Stated exercise 1:
Show every line of the records below that holds the string "suit".

Text excerpt:
------------------------------
Skip to content
New issue

Have a question about this project? Sign up for a free GitHub account to open an issue and contact its maintainers and the community.

By clicking “Sign up for GitHub”, you agree to our terms of service and privacy statement. We’ll occasionally send you account related emails.

Already on GitHub? Sign in to your account

ORT does find/analyse all files in a repo #9406

Closed
kikofernandez opened this issue Nov 11, 2024 · 6 comments
Closed

ORT does find/analyse all files in a repo #9406

kikofernandez opened this issue Nov 11, 2024 · 6 comments
Labels
enhancement Issues that are considered to be enhancements question An issue that is actually a question reporter About the reporter tool

Comments

@kikofernandez
Copy link

Describe the bug

In an unmanaged project, I was expecting all files to be included in the scan results, but this is not the case.

To Reproduce

Steps to reproduce the behavior:

  1. git clone [email protected]:erlang/otp.git
  2. bin/ort analyze -i ~/otp -o ~/otp -f JSON
  3. bin/ort scan -f JSON -i ~/otp/analyzer-result.json -o ~/otp (takes ~40 min)
  4. See that licenses for *.css files are not found in the scan results

Expected behavior

I expected all files in an unmanaged repo to be categorised with a license.
The *.css files do not appear inside the ort path scan_results.summary.licenses (scan-result.json),
but they do appear in the section that mentions:

 files: [ {
        "path" : "lib/common_test/priv/ct_default.css",
        "sha1" : "f4487fc4908e382cafb4137f4c4b02447939f2eb"
      }, { ...}]

File lib/common_test/priv/ct_default.css cannot be found anywhere in the results of the scan (scan-result.json), except for the sha1.
"lib/common_test/priv/jquery.tablesorter.min.js" does not appear in the scan results either, except for its sha1.

  • I think this is a bug, otherwise, how could one be sure that all files have been scan and have a license?
  • Is there an option that forces all files to be included in the scan with a license, even if the license is UNKNOWN?

Console / log output

    "config" : {
      "excludes" : {
        "paths" : [ {
          "pattern" : "lib/compiler/scripts/smoke-build",
          "reason" : "TEST_OF",
          "comment" : "This directory contains test projects which are not relevant."
        }, {
          "pattern" : ".ort/**",
          "reason" : "TEST_OF",
          "comment" : "This directory is not relevant."
        }, {
          "pattern" : ".ort.yml",
          "reason" : "OTHER",
          "comment" : "This directory is not relevant."
------------------------------
Records in a dataset
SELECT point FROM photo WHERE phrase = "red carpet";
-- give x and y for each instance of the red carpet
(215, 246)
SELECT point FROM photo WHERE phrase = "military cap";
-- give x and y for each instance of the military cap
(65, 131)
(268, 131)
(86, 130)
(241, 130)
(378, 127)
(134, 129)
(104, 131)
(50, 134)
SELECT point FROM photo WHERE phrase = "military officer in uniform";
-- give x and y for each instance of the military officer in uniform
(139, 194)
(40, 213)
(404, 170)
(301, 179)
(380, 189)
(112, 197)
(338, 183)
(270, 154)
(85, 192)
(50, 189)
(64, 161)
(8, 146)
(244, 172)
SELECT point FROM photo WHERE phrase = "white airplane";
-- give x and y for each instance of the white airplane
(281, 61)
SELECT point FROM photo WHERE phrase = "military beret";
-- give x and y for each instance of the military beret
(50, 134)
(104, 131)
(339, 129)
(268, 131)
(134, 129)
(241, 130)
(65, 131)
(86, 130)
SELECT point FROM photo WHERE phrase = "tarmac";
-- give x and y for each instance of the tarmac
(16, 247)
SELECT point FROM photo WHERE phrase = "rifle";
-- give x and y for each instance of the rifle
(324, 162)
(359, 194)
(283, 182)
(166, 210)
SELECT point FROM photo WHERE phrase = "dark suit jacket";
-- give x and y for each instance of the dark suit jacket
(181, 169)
------------------------------
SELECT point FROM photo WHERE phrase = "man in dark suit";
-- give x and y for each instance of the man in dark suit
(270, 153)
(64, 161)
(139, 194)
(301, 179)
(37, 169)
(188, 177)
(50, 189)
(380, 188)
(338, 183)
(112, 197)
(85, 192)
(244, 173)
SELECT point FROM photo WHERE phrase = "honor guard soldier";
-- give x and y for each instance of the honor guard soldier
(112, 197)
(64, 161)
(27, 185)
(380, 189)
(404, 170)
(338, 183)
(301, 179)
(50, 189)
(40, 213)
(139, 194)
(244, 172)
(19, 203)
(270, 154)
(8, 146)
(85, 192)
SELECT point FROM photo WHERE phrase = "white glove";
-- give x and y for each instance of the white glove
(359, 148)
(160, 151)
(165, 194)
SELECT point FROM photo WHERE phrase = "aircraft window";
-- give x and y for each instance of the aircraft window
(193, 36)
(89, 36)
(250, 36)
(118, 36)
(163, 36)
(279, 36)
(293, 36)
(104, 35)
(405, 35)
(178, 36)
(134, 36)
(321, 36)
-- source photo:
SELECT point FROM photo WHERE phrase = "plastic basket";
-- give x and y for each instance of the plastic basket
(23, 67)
------------------------------
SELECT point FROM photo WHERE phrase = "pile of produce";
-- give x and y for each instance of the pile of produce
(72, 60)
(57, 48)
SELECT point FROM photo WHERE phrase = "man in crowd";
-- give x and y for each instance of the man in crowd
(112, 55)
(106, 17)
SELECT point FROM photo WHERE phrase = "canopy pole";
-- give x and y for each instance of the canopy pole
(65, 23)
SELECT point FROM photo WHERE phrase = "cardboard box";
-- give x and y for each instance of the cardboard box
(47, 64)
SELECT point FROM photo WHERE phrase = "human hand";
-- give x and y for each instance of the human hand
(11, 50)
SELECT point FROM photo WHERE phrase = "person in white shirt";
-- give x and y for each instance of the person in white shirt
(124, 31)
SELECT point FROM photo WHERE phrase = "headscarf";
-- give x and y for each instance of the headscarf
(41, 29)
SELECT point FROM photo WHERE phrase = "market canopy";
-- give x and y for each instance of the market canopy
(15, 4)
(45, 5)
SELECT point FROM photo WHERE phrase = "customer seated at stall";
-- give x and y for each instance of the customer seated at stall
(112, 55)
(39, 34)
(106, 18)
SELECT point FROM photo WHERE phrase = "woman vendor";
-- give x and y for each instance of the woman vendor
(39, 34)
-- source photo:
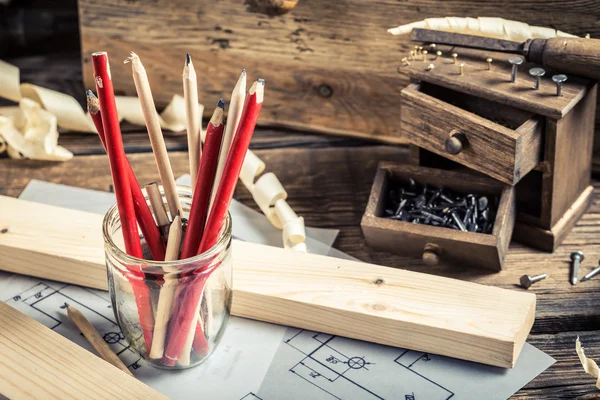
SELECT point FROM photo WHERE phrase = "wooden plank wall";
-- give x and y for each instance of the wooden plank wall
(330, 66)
------------------------------
Stated exercise 2:
Answer these about the ORT scan issue above:
(a) Licenses for which kind of files are said to be missing from the scan results?
(b) About how long does the scan step in the steps to reproduce take?
(c) What reason is listed for excluding the pattern ".ort.yml"?

Full response 1:
SELECT point FROM photo WHERE phrase = "dark suit jacket";
-- give x and y for each instance of the dark suit jacket
SELECT point FROM photo WHERE phrase = "man in dark suit";
-- give x and y for each instance of the man in dark suit

Full response 2:
(a) *.css files
(b) About 40 minutes
(c) OTHER